# WORK ORDER:
Whenever a line of the entries below holds the string "accurate", copy that line and return it.

# SUPPLIED MATERIAL:
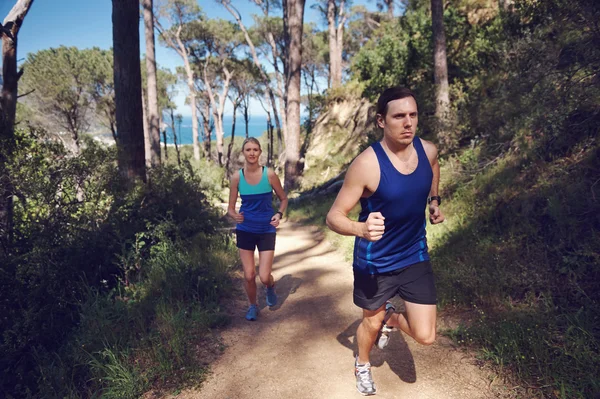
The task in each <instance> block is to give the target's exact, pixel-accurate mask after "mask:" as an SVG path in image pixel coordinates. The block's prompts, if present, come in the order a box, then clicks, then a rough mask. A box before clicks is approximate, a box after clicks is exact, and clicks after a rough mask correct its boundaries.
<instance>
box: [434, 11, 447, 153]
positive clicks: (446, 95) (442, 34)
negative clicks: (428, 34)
mask: <svg viewBox="0 0 600 399" xmlns="http://www.w3.org/2000/svg"><path fill="white" fill-rule="evenodd" d="M431 22H432V28H433V48H434V49H433V63H434V68H433V71H434V72H433V74H434V83H435V116H436V119H437V122H438V124H439V128H438V139H439V141H440V144H441V145H442V147H446V148H448V146H449V145H450V141H451V137H450V134H451V132H450V131H449V129H450V91H449V87H448V65H447V59H446V34H445V33H444V7H443V3H442V0H431Z"/></svg>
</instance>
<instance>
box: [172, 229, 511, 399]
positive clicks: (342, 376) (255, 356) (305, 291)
mask: <svg viewBox="0 0 600 399" xmlns="http://www.w3.org/2000/svg"><path fill="white" fill-rule="evenodd" d="M273 274H274V276H275V280H276V281H277V292H278V294H279V304H278V306H277V307H275V308H273V309H269V308H267V307H265V306H266V305H265V301H264V293H263V292H262V290H260V295H259V306H260V308H261V313H260V315H259V319H258V320H257V321H256V322H248V321H246V320H245V319H244V317H243V316H244V312H245V310H246V307H247V303H246V301H245V299H244V298H240V300H239V301H237V302H236V304H235V308H236V309H235V314H234V316H233V322H232V325H230V326H229V327H228V328H227V329H226V330H225V331H223V339H224V343H225V345H226V346H227V349H226V350H225V352H224V353H223V355H222V356H221V357H220V358H219V359H218V360H216V361H215V363H214V364H213V365H212V367H211V369H212V374H211V375H210V376H209V377H208V380H207V381H206V382H205V383H204V384H203V386H202V388H201V390H199V391H195V390H188V391H184V392H181V393H180V394H179V395H177V396H176V397H177V398H207V399H208V398H210V399H226V398H227V399H237V398H260V399H271V398H273V399H274V398H277V399H280V398H292V399H294V398H327V399H329V398H344V399H346V398H358V397H362V396H361V395H360V394H359V393H358V392H357V391H356V388H355V382H354V375H353V363H354V358H353V356H354V355H353V353H354V352H355V351H356V343H355V332H356V327H357V325H358V323H359V317H360V315H361V312H360V310H359V309H358V308H357V307H355V306H354V304H353V303H352V272H351V266H350V264H349V263H348V262H345V261H344V260H343V258H342V256H341V255H340V254H339V253H337V252H336V251H335V248H333V247H332V246H331V245H330V244H329V243H328V242H326V241H324V239H323V235H322V234H321V233H320V232H319V231H318V230H317V229H316V228H311V227H303V226H298V225H293V224H290V223H286V224H282V227H281V228H280V229H279V230H278V236H277V247H276V256H275V264H274V269H273ZM371 363H372V365H373V376H374V379H375V382H376V385H377V389H378V392H377V396H376V397H378V398H411V399H419V398H422V399H433V398H435V399H438V398H443V399H450V398H457V399H458V398H460V399H470V398H496V397H500V396H502V395H500V390H501V388H502V387H498V386H493V387H492V388H489V386H490V378H489V375H490V373H489V372H488V371H485V370H482V369H480V368H479V367H477V366H476V365H475V361H474V358H473V357H472V356H471V355H468V354H465V353H463V352H461V351H460V350H457V349H455V348H454V347H453V346H452V345H451V343H450V341H449V340H448V339H446V338H444V337H441V336H440V337H438V340H437V342H436V343H435V344H434V345H433V346H430V347H423V346H421V345H419V344H417V343H416V342H415V341H413V339H412V338H410V337H408V336H406V335H404V334H402V333H400V332H394V333H392V339H391V342H390V344H389V346H388V347H387V348H386V349H385V350H384V351H381V350H379V349H377V348H375V349H374V350H373V351H372V353H371ZM171 397H172V396H171Z"/></svg>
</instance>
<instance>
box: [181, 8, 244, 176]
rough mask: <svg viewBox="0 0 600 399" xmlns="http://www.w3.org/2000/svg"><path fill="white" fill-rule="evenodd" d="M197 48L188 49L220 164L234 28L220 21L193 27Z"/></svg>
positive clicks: (223, 132)
mask: <svg viewBox="0 0 600 399" xmlns="http://www.w3.org/2000/svg"><path fill="white" fill-rule="evenodd" d="M194 32H195V35H197V39H196V43H197V44H198V46H197V48H194V49H192V51H191V53H192V55H193V61H194V63H195V64H197V67H198V69H200V70H201V75H202V80H203V81H202V84H201V86H202V88H203V89H204V91H205V92H206V94H207V96H208V100H209V103H210V108H211V110H212V114H213V120H214V123H215V133H216V139H217V162H218V163H219V165H221V166H222V165H223V161H224V159H223V138H224V135H225V130H224V126H223V115H224V112H225V102H226V99H227V96H228V93H229V88H230V85H231V79H232V77H233V76H234V74H235V69H236V68H235V63H236V58H235V57H236V56H235V52H236V50H237V48H238V46H239V45H240V39H241V37H240V35H239V28H238V27H237V25H235V24H233V23H231V22H229V21H225V20H222V19H213V20H208V21H205V22H203V23H200V24H196V29H194Z"/></svg>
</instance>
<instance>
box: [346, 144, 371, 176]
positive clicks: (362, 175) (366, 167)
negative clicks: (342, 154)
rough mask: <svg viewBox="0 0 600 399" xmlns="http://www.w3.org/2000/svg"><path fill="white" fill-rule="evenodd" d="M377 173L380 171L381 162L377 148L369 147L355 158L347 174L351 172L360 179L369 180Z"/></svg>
mask: <svg viewBox="0 0 600 399" xmlns="http://www.w3.org/2000/svg"><path fill="white" fill-rule="evenodd" d="M375 173H379V163H378V161H377V155H376V154H375V150H373V147H369V148H367V149H366V150H364V151H363V152H361V153H360V154H359V155H358V156H357V157H356V158H354V161H352V164H351V165H350V168H349V169H348V173H347V174H346V175H348V174H350V175H352V176H355V177H358V178H360V180H364V181H369V180H370V179H371V178H372V176H373V174H375Z"/></svg>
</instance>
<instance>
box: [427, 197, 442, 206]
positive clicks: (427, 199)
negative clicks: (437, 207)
mask: <svg viewBox="0 0 600 399" xmlns="http://www.w3.org/2000/svg"><path fill="white" fill-rule="evenodd" d="M431 201H437V202H438V206H440V205H442V197H440V196H439V195H432V196H431V197H429V198H427V203H428V204H431Z"/></svg>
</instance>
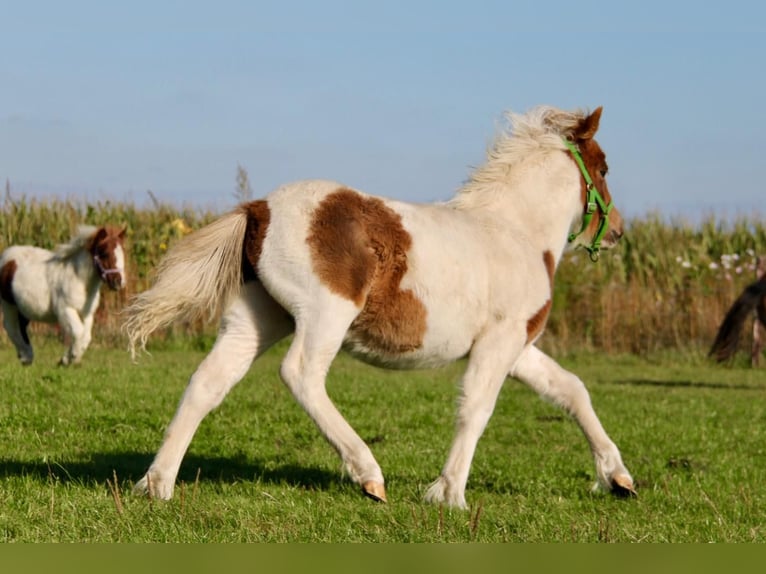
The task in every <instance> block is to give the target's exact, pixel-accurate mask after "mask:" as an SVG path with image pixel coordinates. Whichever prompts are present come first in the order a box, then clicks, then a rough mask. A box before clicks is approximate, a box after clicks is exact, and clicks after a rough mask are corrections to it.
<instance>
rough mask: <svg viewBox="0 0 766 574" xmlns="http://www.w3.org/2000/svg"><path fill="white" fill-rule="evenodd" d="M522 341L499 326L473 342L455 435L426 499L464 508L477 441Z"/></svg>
mask: <svg viewBox="0 0 766 574" xmlns="http://www.w3.org/2000/svg"><path fill="white" fill-rule="evenodd" d="M524 341H525V337H524V336H522V333H518V334H516V333H514V334H511V335H509V334H508V332H507V330H504V329H501V328H500V327H499V326H498V327H496V329H495V330H494V332H490V333H488V334H485V336H484V337H483V338H482V339H480V340H479V341H477V342H476V343H475V344H474V346H473V348H472V349H471V355H470V358H469V360H468V367H467V369H466V372H465V374H464V375H463V381H462V388H461V396H460V403H459V406H458V413H457V429H456V431H455V438H454V440H453V442H452V447H451V449H450V453H449V456H448V457H447V462H446V463H445V464H444V468H443V469H442V472H441V475H440V476H439V478H438V479H436V481H434V482H433V483H432V484H431V486H430V487H429V488H428V491H427V492H426V495H425V499H426V501H428V502H433V503H437V504H440V503H445V504H447V505H449V506H455V507H459V508H466V502H465V485H466V482H467V481H468V472H469V470H470V468H471V461H472V460H473V455H474V452H475V451H476V444H477V443H478V441H479V438H480V437H481V435H482V433H483V432H484V429H485V427H486V426H487V423H488V422H489V419H490V417H491V416H492V412H493V411H494V409H495V403H496V402H497V396H498V394H499V392H500V389H501V388H502V386H503V383H504V382H505V379H506V377H507V375H508V370H509V369H510V366H511V364H513V361H514V360H515V358H516V357H517V356H518V354H519V351H520V349H521V348H522V346H523V344H524Z"/></svg>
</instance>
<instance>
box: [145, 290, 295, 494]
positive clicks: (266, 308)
mask: <svg viewBox="0 0 766 574" xmlns="http://www.w3.org/2000/svg"><path fill="white" fill-rule="evenodd" d="M292 329H293V323H292V319H291V317H290V316H289V315H288V314H287V312H286V311H285V310H284V309H283V308H282V307H280V306H279V305H278V304H277V303H276V301H274V299H272V298H271V296H270V295H269V294H268V293H266V291H265V290H264V289H263V287H262V285H261V284H260V283H258V282H255V281H253V282H249V283H246V284H245V285H244V287H243V288H242V292H241V294H240V296H239V297H238V298H237V299H236V300H235V301H234V303H233V304H232V305H231V306H230V307H229V308H228V309H227V311H226V312H225V313H224V315H223V318H222V320H221V327H220V330H219V332H218V338H217V339H216V342H215V345H214V346H213V349H212V350H211V351H210V354H209V355H208V356H207V357H205V359H204V360H203V361H202V363H201V364H200V365H199V367H197V370H196V371H195V372H194V374H193V375H192V376H191V379H190V381H189V385H188V386H187V388H186V391H185V392H184V395H183V397H182V398H181V402H180V404H179V405H178V409H177V411H176V414H175V416H174V417H173V420H172V421H171V423H170V425H169V426H168V428H167V430H166V431H165V438H164V441H163V443H162V446H161V447H160V449H159V451H158V452H157V455H156V456H155V458H154V461H153V462H152V464H151V466H150V467H149V470H148V471H147V473H146V475H144V477H143V478H142V479H141V480H139V481H138V483H136V485H135V488H134V490H135V491H136V492H138V493H148V494H149V495H150V496H152V497H154V498H159V499H163V500H168V499H170V498H172V496H173V489H174V486H175V480H176V476H177V475H178V470H179V468H180V466H181V461H182V459H183V457H184V454H185V453H186V449H187V448H188V446H189V443H190V442H191V440H192V437H193V436H194V433H195V432H196V430H197V427H198V426H199V424H200V422H202V419H203V418H204V417H205V416H206V415H207V414H208V413H209V412H210V411H211V410H213V409H214V408H215V407H217V406H218V405H219V404H220V403H221V401H223V399H224V397H225V396H226V394H227V393H228V392H229V390H231V388H232V387H233V386H234V385H235V384H237V383H238V382H239V381H240V380H241V379H242V377H244V376H245V374H246V373H247V370H248V368H249V367H250V364H251V363H252V362H253V360H254V359H255V358H257V357H258V356H259V355H261V354H262V353H263V352H264V351H266V350H267V349H268V348H269V347H271V345H273V344H274V343H276V342H277V341H279V340H280V339H282V338H284V337H286V336H287V335H289V334H290V332H291V331H292Z"/></svg>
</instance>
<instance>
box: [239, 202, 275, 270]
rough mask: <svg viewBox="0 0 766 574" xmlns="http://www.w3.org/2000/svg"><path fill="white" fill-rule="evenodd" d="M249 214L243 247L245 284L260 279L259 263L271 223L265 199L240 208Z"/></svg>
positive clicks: (246, 205) (247, 219)
mask: <svg viewBox="0 0 766 574" xmlns="http://www.w3.org/2000/svg"><path fill="white" fill-rule="evenodd" d="M240 209H242V211H244V212H245V213H246V214H247V228H246V229H245V242H244V244H243V245H242V278H243V280H244V281H245V282H247V281H254V280H256V279H258V262H259V261H260V259H261V252H262V251H263V240H264V239H265V238H266V231H267V230H268V228H269V223H270V222H271V210H270V209H269V204H268V203H267V202H266V200H264V199H259V200H256V201H251V202H250V203H245V204H243V205H241V206H240Z"/></svg>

# EXERCISE RESPONSE:
The task in each <instance> block is to give the target's exact, pixel-accurate mask after "mask:" as an SVG path in image pixel coordinates. The block's prompts, if present, come in the order a box, then clicks, then a rough mask. A box before clicks is approximate, a box after clicks is exact, and clicks after a rough mask correct its boundaries.
The task in every <instance> block is to give the target's exact, pixel-accurate mask after "mask:" as an SVG path with image pixel coordinates. Whichever prompts are present come first in the order a box, then clicks, then a rough mask. A box before clicks is approximate, a box after clicks is exact, and clicks after a rough mask are corrections to it.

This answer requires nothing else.